- [Dataset records]:
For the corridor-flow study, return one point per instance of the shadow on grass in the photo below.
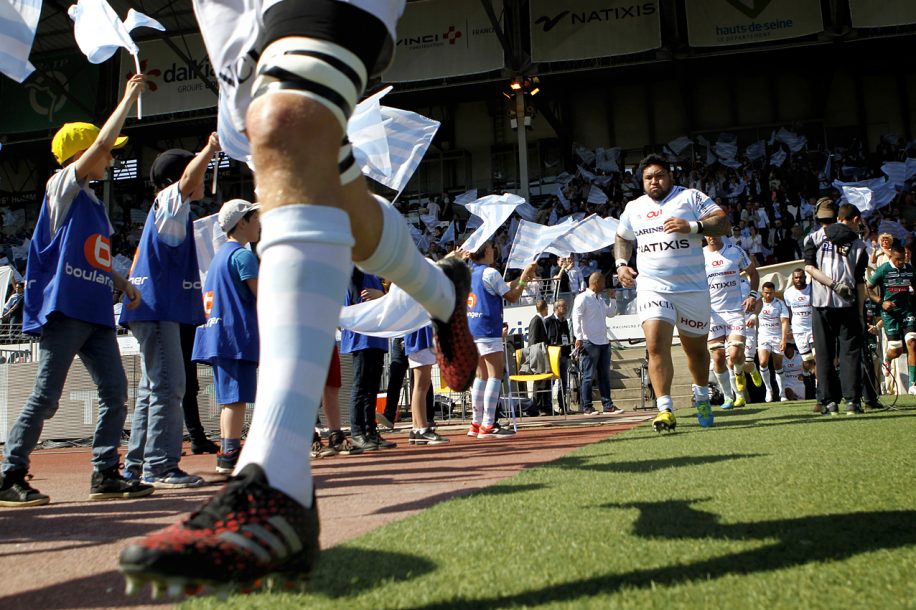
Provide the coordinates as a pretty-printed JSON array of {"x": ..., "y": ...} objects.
[
  {"x": 344, "y": 570},
  {"x": 643, "y": 466},
  {"x": 799, "y": 541}
]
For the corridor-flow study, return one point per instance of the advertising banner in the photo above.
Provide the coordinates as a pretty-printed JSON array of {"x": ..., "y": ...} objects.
[
  {"x": 441, "y": 38},
  {"x": 582, "y": 29},
  {"x": 871, "y": 14},
  {"x": 172, "y": 83},
  {"x": 713, "y": 23},
  {"x": 62, "y": 88}
]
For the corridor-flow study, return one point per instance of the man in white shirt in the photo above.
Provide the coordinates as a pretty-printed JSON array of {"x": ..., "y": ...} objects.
[
  {"x": 772, "y": 335},
  {"x": 666, "y": 226},
  {"x": 590, "y": 330}
]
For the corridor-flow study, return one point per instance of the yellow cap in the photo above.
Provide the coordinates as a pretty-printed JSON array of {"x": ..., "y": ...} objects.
[{"x": 77, "y": 137}]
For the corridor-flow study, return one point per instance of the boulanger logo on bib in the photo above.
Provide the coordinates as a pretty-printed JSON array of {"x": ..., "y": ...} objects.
[{"x": 97, "y": 251}]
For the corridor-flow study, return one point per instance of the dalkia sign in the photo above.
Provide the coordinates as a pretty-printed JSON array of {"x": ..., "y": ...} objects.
[{"x": 173, "y": 84}]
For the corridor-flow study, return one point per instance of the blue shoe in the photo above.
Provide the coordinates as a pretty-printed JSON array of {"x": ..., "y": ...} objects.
[
  {"x": 174, "y": 479},
  {"x": 704, "y": 413}
]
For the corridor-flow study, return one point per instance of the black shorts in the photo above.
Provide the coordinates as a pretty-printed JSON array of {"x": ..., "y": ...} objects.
[{"x": 354, "y": 29}]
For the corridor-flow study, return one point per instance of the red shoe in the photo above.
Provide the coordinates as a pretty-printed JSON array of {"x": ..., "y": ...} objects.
[
  {"x": 247, "y": 532},
  {"x": 456, "y": 353}
]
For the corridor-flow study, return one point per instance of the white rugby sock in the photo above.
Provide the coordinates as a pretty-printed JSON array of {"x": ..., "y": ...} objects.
[
  {"x": 477, "y": 400},
  {"x": 765, "y": 373},
  {"x": 490, "y": 400},
  {"x": 305, "y": 268},
  {"x": 725, "y": 384},
  {"x": 397, "y": 259}
]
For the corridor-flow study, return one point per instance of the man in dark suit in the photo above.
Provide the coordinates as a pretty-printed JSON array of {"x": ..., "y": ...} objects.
[
  {"x": 537, "y": 333},
  {"x": 558, "y": 333}
]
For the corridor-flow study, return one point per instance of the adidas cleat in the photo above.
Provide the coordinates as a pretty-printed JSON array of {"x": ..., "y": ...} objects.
[
  {"x": 247, "y": 532},
  {"x": 664, "y": 422}
]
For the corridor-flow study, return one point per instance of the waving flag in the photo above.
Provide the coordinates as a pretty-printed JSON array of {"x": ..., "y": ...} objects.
[
  {"x": 590, "y": 235},
  {"x": 18, "y": 22},
  {"x": 532, "y": 239},
  {"x": 493, "y": 210},
  {"x": 100, "y": 32}
]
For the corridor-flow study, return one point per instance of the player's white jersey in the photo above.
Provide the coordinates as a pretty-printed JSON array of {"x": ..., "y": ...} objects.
[
  {"x": 799, "y": 303},
  {"x": 667, "y": 261},
  {"x": 723, "y": 273},
  {"x": 769, "y": 326}
]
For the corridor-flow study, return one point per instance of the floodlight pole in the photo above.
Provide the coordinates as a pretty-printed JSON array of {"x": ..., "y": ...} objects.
[{"x": 522, "y": 142}]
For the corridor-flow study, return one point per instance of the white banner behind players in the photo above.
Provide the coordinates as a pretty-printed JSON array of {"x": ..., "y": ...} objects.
[
  {"x": 581, "y": 29},
  {"x": 713, "y": 23},
  {"x": 440, "y": 38}
]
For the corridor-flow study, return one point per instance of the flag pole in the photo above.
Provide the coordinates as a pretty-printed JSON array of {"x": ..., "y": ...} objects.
[{"x": 139, "y": 102}]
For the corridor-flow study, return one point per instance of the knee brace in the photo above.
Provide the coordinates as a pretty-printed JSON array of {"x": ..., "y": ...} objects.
[{"x": 319, "y": 70}]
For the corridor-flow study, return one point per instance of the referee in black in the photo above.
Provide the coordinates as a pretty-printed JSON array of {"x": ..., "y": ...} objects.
[{"x": 835, "y": 257}]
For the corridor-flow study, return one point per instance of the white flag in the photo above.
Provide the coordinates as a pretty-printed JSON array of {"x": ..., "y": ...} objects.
[
  {"x": 18, "y": 22},
  {"x": 596, "y": 195},
  {"x": 592, "y": 234},
  {"x": 493, "y": 210},
  {"x": 100, "y": 32},
  {"x": 532, "y": 239}
]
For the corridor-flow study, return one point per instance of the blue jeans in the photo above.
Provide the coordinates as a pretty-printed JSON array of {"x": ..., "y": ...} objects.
[
  {"x": 367, "y": 377},
  {"x": 155, "y": 434},
  {"x": 62, "y": 338},
  {"x": 596, "y": 360}
]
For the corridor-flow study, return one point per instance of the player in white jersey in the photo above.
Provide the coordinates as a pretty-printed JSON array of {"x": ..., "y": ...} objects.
[
  {"x": 666, "y": 225},
  {"x": 291, "y": 73},
  {"x": 772, "y": 335},
  {"x": 797, "y": 298},
  {"x": 792, "y": 373},
  {"x": 724, "y": 265}
]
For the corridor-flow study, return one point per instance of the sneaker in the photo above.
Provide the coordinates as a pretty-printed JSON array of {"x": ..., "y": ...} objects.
[
  {"x": 339, "y": 442},
  {"x": 204, "y": 446},
  {"x": 426, "y": 437},
  {"x": 740, "y": 382},
  {"x": 15, "y": 491},
  {"x": 225, "y": 462},
  {"x": 383, "y": 422},
  {"x": 248, "y": 531},
  {"x": 382, "y": 443},
  {"x": 110, "y": 485},
  {"x": 495, "y": 431},
  {"x": 704, "y": 413},
  {"x": 174, "y": 479},
  {"x": 363, "y": 442},
  {"x": 456, "y": 353}
]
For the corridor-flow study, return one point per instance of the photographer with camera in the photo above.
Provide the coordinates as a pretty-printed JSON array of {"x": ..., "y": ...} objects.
[{"x": 835, "y": 257}]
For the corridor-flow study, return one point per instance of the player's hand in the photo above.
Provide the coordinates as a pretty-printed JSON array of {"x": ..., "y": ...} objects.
[
  {"x": 134, "y": 87},
  {"x": 133, "y": 296},
  {"x": 676, "y": 225},
  {"x": 627, "y": 276}
]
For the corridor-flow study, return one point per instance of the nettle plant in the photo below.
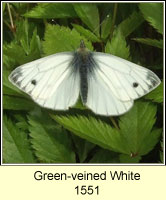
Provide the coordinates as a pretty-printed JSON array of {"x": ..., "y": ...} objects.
[{"x": 33, "y": 134}]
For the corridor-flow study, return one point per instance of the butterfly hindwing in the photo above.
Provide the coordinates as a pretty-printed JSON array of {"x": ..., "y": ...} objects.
[{"x": 115, "y": 83}]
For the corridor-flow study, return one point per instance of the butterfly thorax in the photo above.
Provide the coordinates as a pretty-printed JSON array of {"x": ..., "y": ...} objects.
[{"x": 84, "y": 63}]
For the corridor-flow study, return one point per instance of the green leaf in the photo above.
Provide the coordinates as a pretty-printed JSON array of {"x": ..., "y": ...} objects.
[
  {"x": 105, "y": 156},
  {"x": 136, "y": 138},
  {"x": 51, "y": 143},
  {"x": 24, "y": 48},
  {"x": 129, "y": 159},
  {"x": 83, "y": 147},
  {"x": 60, "y": 39},
  {"x": 16, "y": 103},
  {"x": 85, "y": 32},
  {"x": 136, "y": 127},
  {"x": 151, "y": 42},
  {"x": 51, "y": 11},
  {"x": 118, "y": 46},
  {"x": 161, "y": 153},
  {"x": 156, "y": 95},
  {"x": 9, "y": 88},
  {"x": 93, "y": 130},
  {"x": 16, "y": 147},
  {"x": 3, "y": 6},
  {"x": 130, "y": 24},
  {"x": 89, "y": 14},
  {"x": 153, "y": 13}
]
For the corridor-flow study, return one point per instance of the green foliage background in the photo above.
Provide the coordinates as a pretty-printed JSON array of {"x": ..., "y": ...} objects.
[{"x": 32, "y": 134}]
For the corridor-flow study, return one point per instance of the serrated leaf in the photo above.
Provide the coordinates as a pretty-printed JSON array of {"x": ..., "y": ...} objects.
[
  {"x": 118, "y": 46},
  {"x": 153, "y": 13},
  {"x": 16, "y": 147},
  {"x": 3, "y": 6},
  {"x": 9, "y": 88},
  {"x": 156, "y": 95},
  {"x": 51, "y": 11},
  {"x": 51, "y": 143},
  {"x": 136, "y": 138},
  {"x": 130, "y": 24},
  {"x": 16, "y": 103},
  {"x": 89, "y": 14},
  {"x": 83, "y": 147},
  {"x": 94, "y": 131},
  {"x": 60, "y": 39},
  {"x": 151, "y": 42},
  {"x": 129, "y": 159},
  {"x": 138, "y": 134},
  {"x": 85, "y": 32},
  {"x": 105, "y": 156}
]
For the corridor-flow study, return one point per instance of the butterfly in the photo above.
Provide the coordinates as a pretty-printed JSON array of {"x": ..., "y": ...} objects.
[{"x": 107, "y": 84}]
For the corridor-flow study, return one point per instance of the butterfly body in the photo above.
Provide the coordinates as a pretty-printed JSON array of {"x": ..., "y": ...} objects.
[{"x": 107, "y": 84}]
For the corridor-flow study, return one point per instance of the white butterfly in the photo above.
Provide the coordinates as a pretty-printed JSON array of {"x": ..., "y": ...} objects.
[{"x": 107, "y": 84}]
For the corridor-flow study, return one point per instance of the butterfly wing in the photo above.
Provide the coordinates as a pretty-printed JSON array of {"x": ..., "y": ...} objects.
[
  {"x": 115, "y": 83},
  {"x": 50, "y": 81}
]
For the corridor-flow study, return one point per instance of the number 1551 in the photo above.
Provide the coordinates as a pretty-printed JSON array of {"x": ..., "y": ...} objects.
[{"x": 84, "y": 189}]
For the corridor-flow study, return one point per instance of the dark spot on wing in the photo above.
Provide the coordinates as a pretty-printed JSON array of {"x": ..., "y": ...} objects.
[
  {"x": 153, "y": 79},
  {"x": 33, "y": 82},
  {"x": 135, "y": 84}
]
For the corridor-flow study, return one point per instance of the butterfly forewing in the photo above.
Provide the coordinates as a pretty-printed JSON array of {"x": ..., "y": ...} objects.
[
  {"x": 108, "y": 85},
  {"x": 51, "y": 81}
]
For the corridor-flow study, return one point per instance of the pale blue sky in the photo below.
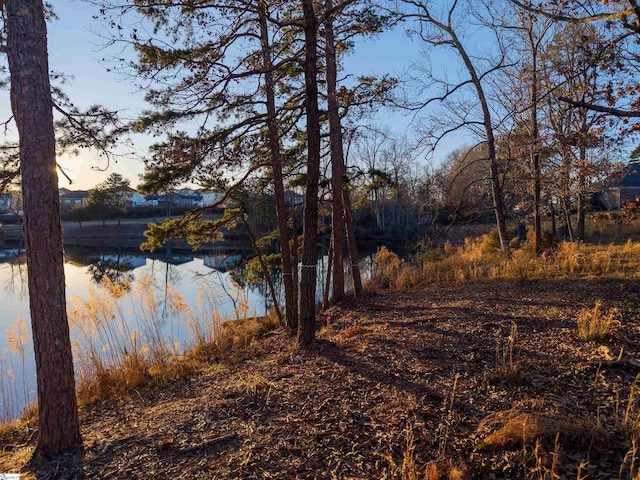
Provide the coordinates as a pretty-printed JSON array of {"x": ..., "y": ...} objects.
[{"x": 76, "y": 49}]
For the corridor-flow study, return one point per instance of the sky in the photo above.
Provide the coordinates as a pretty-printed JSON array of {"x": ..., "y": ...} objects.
[{"x": 77, "y": 49}]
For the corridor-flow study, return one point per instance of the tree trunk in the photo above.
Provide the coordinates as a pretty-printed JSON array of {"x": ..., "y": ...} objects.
[
  {"x": 494, "y": 174},
  {"x": 31, "y": 103},
  {"x": 337, "y": 160},
  {"x": 264, "y": 268},
  {"x": 351, "y": 239},
  {"x": 537, "y": 220},
  {"x": 291, "y": 319},
  {"x": 306, "y": 328}
]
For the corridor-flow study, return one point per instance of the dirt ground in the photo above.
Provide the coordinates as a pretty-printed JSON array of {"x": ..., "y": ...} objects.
[{"x": 437, "y": 381}]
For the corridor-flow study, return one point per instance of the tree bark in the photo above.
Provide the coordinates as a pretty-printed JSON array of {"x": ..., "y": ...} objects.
[
  {"x": 351, "y": 239},
  {"x": 32, "y": 109},
  {"x": 306, "y": 328},
  {"x": 291, "y": 319},
  {"x": 337, "y": 159}
]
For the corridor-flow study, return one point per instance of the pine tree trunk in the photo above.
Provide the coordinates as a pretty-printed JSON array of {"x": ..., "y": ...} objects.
[
  {"x": 32, "y": 108},
  {"x": 306, "y": 328},
  {"x": 337, "y": 160},
  {"x": 291, "y": 320},
  {"x": 351, "y": 240}
]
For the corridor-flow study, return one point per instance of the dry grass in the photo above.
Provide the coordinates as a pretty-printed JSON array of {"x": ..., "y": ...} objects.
[
  {"x": 507, "y": 350},
  {"x": 118, "y": 350},
  {"x": 480, "y": 259},
  {"x": 596, "y": 323},
  {"x": 514, "y": 428}
]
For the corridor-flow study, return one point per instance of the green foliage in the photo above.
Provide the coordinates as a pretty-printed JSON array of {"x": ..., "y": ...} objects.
[
  {"x": 79, "y": 214},
  {"x": 191, "y": 227},
  {"x": 254, "y": 274}
]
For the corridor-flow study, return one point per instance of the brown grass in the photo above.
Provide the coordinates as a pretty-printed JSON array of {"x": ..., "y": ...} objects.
[
  {"x": 479, "y": 259},
  {"x": 596, "y": 323},
  {"x": 513, "y": 428}
]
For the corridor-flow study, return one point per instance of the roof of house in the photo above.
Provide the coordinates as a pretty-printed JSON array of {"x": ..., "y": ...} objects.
[
  {"x": 631, "y": 179},
  {"x": 75, "y": 195}
]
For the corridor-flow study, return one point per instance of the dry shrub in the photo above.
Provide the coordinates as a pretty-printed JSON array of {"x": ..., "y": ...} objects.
[
  {"x": 407, "y": 279},
  {"x": 235, "y": 338},
  {"x": 352, "y": 331},
  {"x": 595, "y": 323},
  {"x": 522, "y": 265},
  {"x": 516, "y": 429},
  {"x": 393, "y": 273},
  {"x": 386, "y": 267},
  {"x": 506, "y": 364}
]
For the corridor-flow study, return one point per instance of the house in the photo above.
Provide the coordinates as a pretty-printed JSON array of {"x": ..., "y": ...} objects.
[
  {"x": 10, "y": 202},
  {"x": 74, "y": 198},
  {"x": 211, "y": 198},
  {"x": 628, "y": 188}
]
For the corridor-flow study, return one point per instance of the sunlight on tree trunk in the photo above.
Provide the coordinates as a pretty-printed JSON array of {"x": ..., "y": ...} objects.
[{"x": 32, "y": 108}]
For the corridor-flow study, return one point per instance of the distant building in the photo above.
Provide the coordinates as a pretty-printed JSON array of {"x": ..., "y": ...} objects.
[
  {"x": 11, "y": 202},
  {"x": 77, "y": 198},
  {"x": 628, "y": 188}
]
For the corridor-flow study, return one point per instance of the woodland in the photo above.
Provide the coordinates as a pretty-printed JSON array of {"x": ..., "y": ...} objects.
[{"x": 249, "y": 98}]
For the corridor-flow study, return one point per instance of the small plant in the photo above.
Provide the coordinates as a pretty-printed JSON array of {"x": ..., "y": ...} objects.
[{"x": 596, "y": 323}]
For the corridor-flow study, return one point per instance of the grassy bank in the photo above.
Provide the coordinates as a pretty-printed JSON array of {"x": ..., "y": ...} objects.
[{"x": 476, "y": 375}]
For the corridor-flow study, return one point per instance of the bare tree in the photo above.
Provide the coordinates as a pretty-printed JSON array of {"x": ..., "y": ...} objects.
[{"x": 443, "y": 32}]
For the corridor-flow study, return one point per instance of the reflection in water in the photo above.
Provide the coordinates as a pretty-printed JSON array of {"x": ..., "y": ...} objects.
[
  {"x": 16, "y": 281},
  {"x": 122, "y": 300}
]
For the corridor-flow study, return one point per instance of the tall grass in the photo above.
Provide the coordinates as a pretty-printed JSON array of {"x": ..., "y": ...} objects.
[
  {"x": 123, "y": 342},
  {"x": 478, "y": 259},
  {"x": 14, "y": 390}
]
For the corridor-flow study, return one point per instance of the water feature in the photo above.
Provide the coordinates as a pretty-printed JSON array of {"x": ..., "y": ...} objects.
[
  {"x": 167, "y": 277},
  {"x": 172, "y": 288}
]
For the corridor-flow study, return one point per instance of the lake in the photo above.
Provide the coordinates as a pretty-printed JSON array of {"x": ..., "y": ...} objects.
[{"x": 144, "y": 296}]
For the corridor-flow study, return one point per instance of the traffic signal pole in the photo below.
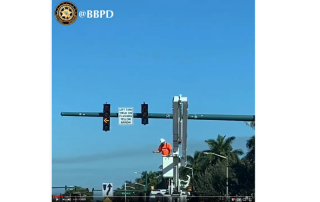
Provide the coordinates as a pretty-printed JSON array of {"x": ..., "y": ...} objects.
[{"x": 217, "y": 117}]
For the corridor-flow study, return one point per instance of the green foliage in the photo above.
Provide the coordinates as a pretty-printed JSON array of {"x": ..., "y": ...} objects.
[{"x": 209, "y": 171}]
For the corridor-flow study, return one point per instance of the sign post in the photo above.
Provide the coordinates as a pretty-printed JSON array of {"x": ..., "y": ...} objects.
[{"x": 125, "y": 115}]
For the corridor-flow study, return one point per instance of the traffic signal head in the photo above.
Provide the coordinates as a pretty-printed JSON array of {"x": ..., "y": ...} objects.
[
  {"x": 106, "y": 117},
  {"x": 144, "y": 114}
]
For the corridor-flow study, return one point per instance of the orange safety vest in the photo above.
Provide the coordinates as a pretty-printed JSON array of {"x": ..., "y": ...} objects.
[{"x": 165, "y": 149}]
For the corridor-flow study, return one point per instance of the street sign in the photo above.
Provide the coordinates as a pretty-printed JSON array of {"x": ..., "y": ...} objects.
[
  {"x": 125, "y": 115},
  {"x": 107, "y": 189}
]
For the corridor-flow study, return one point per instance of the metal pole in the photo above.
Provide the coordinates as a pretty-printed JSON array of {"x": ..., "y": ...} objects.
[
  {"x": 146, "y": 186},
  {"x": 192, "y": 179},
  {"x": 221, "y": 117},
  {"x": 227, "y": 189},
  {"x": 125, "y": 192}
]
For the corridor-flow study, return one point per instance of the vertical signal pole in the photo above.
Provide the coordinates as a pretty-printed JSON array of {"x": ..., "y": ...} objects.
[
  {"x": 106, "y": 117},
  {"x": 145, "y": 114}
]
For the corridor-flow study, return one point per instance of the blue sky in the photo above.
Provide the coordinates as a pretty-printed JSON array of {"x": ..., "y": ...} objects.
[{"x": 148, "y": 52}]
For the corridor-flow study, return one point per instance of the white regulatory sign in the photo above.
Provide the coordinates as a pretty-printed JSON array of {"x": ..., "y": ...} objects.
[{"x": 125, "y": 115}]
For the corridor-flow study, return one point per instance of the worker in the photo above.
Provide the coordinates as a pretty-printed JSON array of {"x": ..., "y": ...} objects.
[{"x": 165, "y": 148}]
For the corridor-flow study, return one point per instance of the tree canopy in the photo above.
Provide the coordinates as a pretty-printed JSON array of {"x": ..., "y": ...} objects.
[{"x": 209, "y": 171}]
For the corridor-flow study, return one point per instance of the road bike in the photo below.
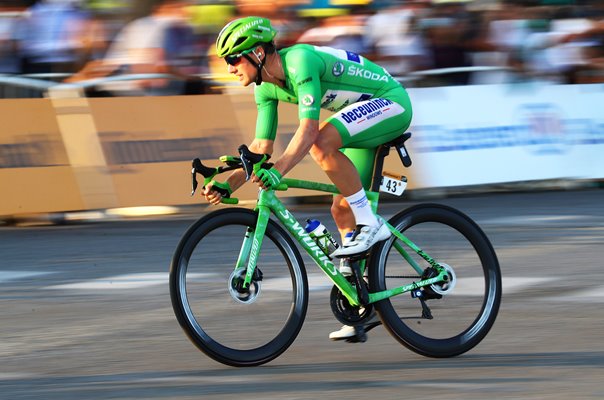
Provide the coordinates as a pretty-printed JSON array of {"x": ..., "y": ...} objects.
[{"x": 240, "y": 290}]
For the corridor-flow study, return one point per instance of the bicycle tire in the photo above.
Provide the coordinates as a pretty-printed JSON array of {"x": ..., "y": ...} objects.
[
  {"x": 198, "y": 286},
  {"x": 460, "y": 320}
]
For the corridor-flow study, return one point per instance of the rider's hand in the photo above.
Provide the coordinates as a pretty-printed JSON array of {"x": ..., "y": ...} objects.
[
  {"x": 268, "y": 178},
  {"x": 214, "y": 192}
]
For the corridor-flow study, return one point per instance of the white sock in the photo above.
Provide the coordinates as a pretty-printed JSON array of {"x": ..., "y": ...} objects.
[{"x": 362, "y": 209}]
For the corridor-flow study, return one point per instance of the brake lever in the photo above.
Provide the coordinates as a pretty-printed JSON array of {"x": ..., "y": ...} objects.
[
  {"x": 249, "y": 159},
  {"x": 194, "y": 181}
]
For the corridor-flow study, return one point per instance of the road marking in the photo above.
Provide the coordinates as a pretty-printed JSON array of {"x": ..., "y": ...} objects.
[
  {"x": 595, "y": 294},
  {"x": 121, "y": 282},
  {"x": 6, "y": 276},
  {"x": 469, "y": 286}
]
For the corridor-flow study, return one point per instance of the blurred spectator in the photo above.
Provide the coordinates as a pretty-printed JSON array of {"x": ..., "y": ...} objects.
[
  {"x": 53, "y": 37},
  {"x": 9, "y": 60},
  {"x": 342, "y": 32},
  {"x": 448, "y": 40},
  {"x": 586, "y": 62},
  {"x": 394, "y": 36},
  {"x": 159, "y": 43}
]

- [Problem]:
Swap "blurred spectator" for "distant spectator" in the lines running from the one containing "marking in the photo above." through the end of the records, both included, and leave everything else as it is. Give back only those lines.

- [Correct output]:
For the corridor-flow study, return one point per instance of the road marking in the photo above.
Provide the coordinates as a pretty-printed JSON array of {"x": ..., "y": ...} objects.
[
  {"x": 595, "y": 294},
  {"x": 121, "y": 282},
  {"x": 6, "y": 276},
  {"x": 469, "y": 286}
]
For the corridor-flow study, return one point per instance of the distant spectator in the photo above.
Provide the coordinates as a pretty-printed JSON array of {"x": ..., "y": ...} objects.
[
  {"x": 53, "y": 37},
  {"x": 9, "y": 60},
  {"x": 342, "y": 32},
  {"x": 448, "y": 40},
  {"x": 586, "y": 62},
  {"x": 394, "y": 36},
  {"x": 159, "y": 43}
]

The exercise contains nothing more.